* **Exercise prompt**
In full and without alteration, give the listing again.

* **Supplied material**
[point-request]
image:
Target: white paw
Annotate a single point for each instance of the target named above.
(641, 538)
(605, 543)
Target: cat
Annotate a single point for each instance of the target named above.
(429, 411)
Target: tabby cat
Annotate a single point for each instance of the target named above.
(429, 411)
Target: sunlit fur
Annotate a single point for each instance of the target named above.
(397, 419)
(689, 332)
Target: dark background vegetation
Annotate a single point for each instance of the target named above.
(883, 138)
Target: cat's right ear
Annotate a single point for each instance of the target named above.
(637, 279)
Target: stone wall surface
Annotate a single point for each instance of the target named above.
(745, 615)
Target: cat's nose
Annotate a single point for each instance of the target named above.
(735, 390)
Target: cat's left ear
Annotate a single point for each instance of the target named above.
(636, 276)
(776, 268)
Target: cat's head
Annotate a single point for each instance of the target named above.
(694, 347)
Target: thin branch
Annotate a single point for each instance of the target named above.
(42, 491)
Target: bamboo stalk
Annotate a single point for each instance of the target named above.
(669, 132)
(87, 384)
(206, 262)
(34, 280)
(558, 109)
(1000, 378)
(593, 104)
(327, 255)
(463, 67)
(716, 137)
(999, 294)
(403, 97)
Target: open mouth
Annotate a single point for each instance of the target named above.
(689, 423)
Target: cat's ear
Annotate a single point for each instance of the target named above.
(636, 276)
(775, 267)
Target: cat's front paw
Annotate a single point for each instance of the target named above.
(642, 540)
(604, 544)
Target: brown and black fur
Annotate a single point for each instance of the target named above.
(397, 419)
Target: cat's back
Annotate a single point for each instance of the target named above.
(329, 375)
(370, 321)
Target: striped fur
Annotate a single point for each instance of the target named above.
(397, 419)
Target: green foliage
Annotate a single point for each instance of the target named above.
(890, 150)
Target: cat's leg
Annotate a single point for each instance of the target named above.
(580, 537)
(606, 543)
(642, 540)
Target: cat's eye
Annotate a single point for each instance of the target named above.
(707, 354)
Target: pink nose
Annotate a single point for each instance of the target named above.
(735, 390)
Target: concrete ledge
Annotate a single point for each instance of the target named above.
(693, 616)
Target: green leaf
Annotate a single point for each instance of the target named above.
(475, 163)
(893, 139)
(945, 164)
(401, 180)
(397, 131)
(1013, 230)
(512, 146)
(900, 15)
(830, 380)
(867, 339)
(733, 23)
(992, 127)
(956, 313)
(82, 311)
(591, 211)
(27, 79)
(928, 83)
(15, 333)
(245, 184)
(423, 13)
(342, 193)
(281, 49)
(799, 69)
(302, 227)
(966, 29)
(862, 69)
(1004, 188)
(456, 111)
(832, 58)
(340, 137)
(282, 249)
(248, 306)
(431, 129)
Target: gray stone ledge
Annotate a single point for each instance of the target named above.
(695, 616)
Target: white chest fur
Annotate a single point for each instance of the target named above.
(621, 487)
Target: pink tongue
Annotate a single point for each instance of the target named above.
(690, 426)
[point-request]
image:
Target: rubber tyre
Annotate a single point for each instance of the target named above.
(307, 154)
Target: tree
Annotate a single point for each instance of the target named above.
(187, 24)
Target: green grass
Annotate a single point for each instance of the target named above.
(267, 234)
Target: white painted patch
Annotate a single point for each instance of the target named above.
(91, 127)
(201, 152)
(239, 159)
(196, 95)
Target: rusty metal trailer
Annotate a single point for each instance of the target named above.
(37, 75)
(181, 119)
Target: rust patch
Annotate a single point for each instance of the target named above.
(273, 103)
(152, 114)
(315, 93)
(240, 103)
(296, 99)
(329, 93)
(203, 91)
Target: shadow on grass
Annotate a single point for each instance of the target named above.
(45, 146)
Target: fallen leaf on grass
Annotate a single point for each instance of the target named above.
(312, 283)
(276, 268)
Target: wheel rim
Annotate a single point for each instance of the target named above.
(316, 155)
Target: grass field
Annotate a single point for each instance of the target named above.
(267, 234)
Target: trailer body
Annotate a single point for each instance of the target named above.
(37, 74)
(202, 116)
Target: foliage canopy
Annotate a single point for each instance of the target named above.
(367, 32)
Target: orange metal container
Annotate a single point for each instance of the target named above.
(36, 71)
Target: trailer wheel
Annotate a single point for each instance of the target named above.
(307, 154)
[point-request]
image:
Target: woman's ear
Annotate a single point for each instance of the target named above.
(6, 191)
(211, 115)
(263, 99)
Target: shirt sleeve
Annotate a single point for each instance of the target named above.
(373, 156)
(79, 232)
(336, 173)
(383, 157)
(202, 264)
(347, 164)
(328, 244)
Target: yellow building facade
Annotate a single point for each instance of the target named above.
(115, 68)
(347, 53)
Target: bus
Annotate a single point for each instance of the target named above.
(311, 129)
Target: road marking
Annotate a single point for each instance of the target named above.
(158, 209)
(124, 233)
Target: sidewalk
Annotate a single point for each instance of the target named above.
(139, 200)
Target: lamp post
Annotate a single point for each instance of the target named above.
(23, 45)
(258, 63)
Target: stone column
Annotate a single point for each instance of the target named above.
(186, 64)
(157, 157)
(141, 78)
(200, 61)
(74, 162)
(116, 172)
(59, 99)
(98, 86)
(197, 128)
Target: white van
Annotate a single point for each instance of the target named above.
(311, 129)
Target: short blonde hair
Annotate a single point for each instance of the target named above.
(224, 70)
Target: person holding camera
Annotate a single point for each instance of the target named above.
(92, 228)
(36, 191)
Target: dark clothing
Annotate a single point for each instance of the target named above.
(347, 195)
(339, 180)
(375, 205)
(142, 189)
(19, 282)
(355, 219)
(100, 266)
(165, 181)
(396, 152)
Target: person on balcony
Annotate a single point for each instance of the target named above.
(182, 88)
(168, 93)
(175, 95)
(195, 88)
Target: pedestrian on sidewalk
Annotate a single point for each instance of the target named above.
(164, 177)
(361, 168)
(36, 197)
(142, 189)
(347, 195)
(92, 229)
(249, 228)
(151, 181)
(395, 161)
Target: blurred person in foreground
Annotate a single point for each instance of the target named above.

* **Worked answer**
[point-request]
image:
Target: white paw
Annotate a single point for each instance of the target named above.
(641, 538)
(605, 543)
Target: cat
Annotate a single point for each instance of the target named above.
(429, 411)
Target: tabby cat
Annotate a single point for each instance of the target named above.
(429, 411)
Target: sunlit fur
Annotate a single point for each instance of the target named above.
(397, 419)
(689, 332)
Target: dark background vegetation
Annotate a single point for each instance of the target named above.
(883, 138)
Target: cat's right ear
Annotate a single point for each instance of the target named above.
(637, 279)
Target: stone wall surface
Annotate a single point for each instance of the target named above.
(745, 615)
Target: cat's nose
Annotate a single point for each instance of the target named above.
(735, 390)
Target: cat's left ear
Annotate a single point for each instance of the target named above.
(636, 276)
(776, 268)
Target: cat's head
Annotate a single point for each instance of the target named above.
(694, 347)
Target: thin branch
Annotate a single point for each instance of the target named above.
(42, 491)
Target: bamboo stalk
Annotate a single point for each instance of the target named above.
(669, 132)
(87, 384)
(206, 262)
(34, 280)
(558, 109)
(1000, 378)
(593, 104)
(327, 255)
(463, 67)
(716, 137)
(999, 294)
(403, 97)
Target: open mouth
Annotate a single point for each instance of the target named above.
(689, 423)
Target: cat's ear
Annotate a single point for each instance of the target named above.
(636, 276)
(775, 267)
Target: cat's front paw
Annotate a single point for each instance of the target named above.
(642, 540)
(604, 544)
Target: brown and black fur
Annotate a single point for each instance of the target named above.
(397, 419)
Target: cat's back
Annotate a single point for each instance of the target named above.
(329, 375)
(370, 321)
Target: striped fur
Annotate a single point for each instance of the target named above.
(397, 419)
Target: green foliage
Annotate a single point for each instance of the target named above.
(890, 150)
Target: cat's leg
Annotate a single point for each instance of the target named above.
(580, 537)
(606, 543)
(642, 540)
Target: cat's eye
Annotate a single point for each instance of the target named above.
(707, 354)
Target: pink nose
Annotate a single point for each instance of the target named above.
(735, 390)
Target: concrete ledge
Annotate a single point for each instance of the target named above.
(693, 616)
Target: green leaf
Annotate a single point for each instance of the target named above.
(475, 163)
(893, 139)
(945, 164)
(401, 180)
(397, 131)
(1013, 230)
(512, 146)
(900, 15)
(830, 380)
(867, 339)
(733, 23)
(992, 127)
(956, 313)
(82, 311)
(591, 211)
(27, 79)
(928, 83)
(15, 333)
(245, 184)
(423, 13)
(342, 193)
(281, 49)
(799, 69)
(302, 227)
(966, 29)
(862, 69)
(1004, 188)
(456, 111)
(832, 58)
(340, 137)
(282, 249)
(248, 306)
(431, 129)
Target: gray stone ledge
Annotate a single point for each instance of the target named above.
(695, 616)
Target: white chest fur
Annotate a single point for each instance of the target named above.
(621, 487)
Target: pink tongue
Annotate a single point for each instance of the target named above.
(690, 426)
[point-request]
image:
Target: rubber tyre
Annotate a single point for each instance of the target named above.
(307, 154)
Target: tree
Annotate a single point for each instance of the target named above.
(187, 24)
Target: green grass
Annotate a single point for each instance of the target named above.
(267, 234)
Target: white painted patch
Annotate a single point for each instance of the target named above.
(91, 127)
(201, 152)
(239, 159)
(196, 95)
Target: rusty metal trailer
Annotate a single point for each instance of the target named above.
(37, 75)
(181, 119)
Target: rust patch
Annotate a single point for each instance of the target named above.
(273, 103)
(152, 114)
(315, 93)
(240, 103)
(296, 99)
(329, 93)
(203, 91)
Target: shadow on grass
Annotate a single point for each instance of the target named above.
(45, 146)
Target: fallen leaf on grass
Annotate a single point for each instance of the target named above.
(312, 283)
(276, 268)
Target: wheel rim
Annotate a single point for each instance of the target named above.
(316, 155)
Target: grass field
Annotate a single point for each instance of the target named above.
(267, 234)
Target: trailer body
Annotate a single point for each instance of the target named above.
(37, 74)
(202, 116)
Target: foliage canopy
Annotate a single point for each instance of the target named above.
(367, 32)
Target: orange metal container
Annotate a single point for each instance of the target named above.
(36, 71)
Target: trailer wheel
Annotate a single point for each instance of the target named above.
(307, 154)
[point-request]
image:
Target: woman's ear
Annotate a single point for each instance of the target named above.
(6, 191)
(211, 115)
(263, 99)
Target: shirt sleeve
Annotate a single point for each instance of the target named above.
(373, 156)
(79, 232)
(336, 173)
(383, 157)
(202, 264)
(347, 164)
(328, 244)
Target: yellow building facade
Annotate a single point for each instance of the target named above.
(115, 68)
(347, 53)
Target: bus
Annotate a single point for each instance of the target named above.
(311, 129)
Target: road marking
Annotate a single point for each instance of the target named above.
(158, 209)
(124, 233)
Target: sidewalk
Annotate a single point for each instance of the target named above.
(139, 200)
Target: lamp post
Annotate a single point for each instance of the target named above.
(23, 45)
(258, 63)
Target: stone column
Annotate a single point for each instance of the target named above.
(186, 64)
(157, 157)
(141, 78)
(200, 61)
(74, 162)
(116, 172)
(59, 99)
(98, 86)
(197, 128)
Target: white van
Annotate a single point for each instance of the target named above.
(311, 129)
Target: short blonde hair
Annotate a single point for each instance of the target named above.
(224, 70)
Target: person holding camera
Annotate a single point for each instance of the target named above.
(92, 228)
(36, 191)
Target: dark clothing
Annotate a single point for each instance of the target named above.
(347, 195)
(339, 180)
(375, 205)
(142, 189)
(19, 282)
(355, 219)
(100, 266)
(165, 181)
(396, 152)
Target: person on balcony
Annotate a single point for each instance of the target named above.
(182, 88)
(168, 93)
(175, 95)
(195, 88)
Target: pedestrian on sidewalk
Annotate a single point for each instance of the target named above.
(164, 177)
(361, 168)
(36, 197)
(142, 189)
(347, 195)
(92, 229)
(249, 228)
(151, 181)
(395, 161)
Target: blurred person in foreground
Annotate a single point for each instance of the target named above.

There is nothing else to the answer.